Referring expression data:

------------

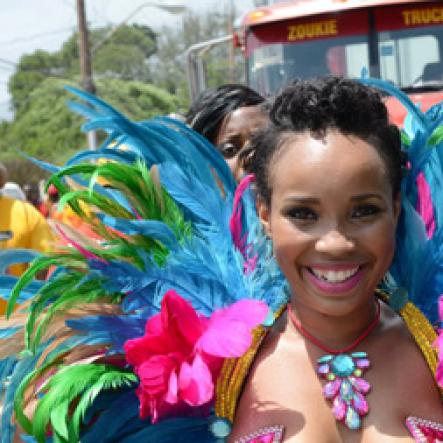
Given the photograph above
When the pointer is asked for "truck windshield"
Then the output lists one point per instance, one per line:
(412, 58)
(274, 65)
(408, 40)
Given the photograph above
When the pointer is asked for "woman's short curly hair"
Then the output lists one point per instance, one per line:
(318, 105)
(207, 112)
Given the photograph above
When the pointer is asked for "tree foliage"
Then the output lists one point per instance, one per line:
(169, 65)
(123, 55)
(50, 131)
(127, 63)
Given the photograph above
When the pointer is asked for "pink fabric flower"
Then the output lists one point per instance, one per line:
(439, 345)
(179, 358)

------------

[EXERCISE DETAILS] From the entries, find how many lines contain "When" and give the number alone.

[OUTPUT FOR THIS EXERCISE] 4